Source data
■ ■ ■
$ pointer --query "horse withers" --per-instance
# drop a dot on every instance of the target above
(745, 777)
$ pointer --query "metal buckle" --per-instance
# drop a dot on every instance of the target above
■ ■ ■
SHORT EXERCISE
Reproduce every line of the records above, requests included, scaling each point coordinate in the answers by a factor of 2 and rounding to whole numbers, with halves rounded up.

FINISHED TASK
$ pointer --query "horse withers" --per-instance
# drop a dot on every instance of the target above
(1490, 1554)
$ pointer --query "metal buckle" --per-instance
# drop a dot on every instance of the target above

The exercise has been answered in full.